[Location labeling items]
-- BEGIN --

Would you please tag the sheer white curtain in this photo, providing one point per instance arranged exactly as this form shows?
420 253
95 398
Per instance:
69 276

-- END --

_Exercise_
Please rewrite the items above, replacing every "sheer white curtain" with "white lace curtain" and leaving all else unchanged.

_Result_
Would you please tag the white lace curtain in this photo, providing one point per instance arranged exactly as this form shows?
420 253
95 398
Per instance:
69 276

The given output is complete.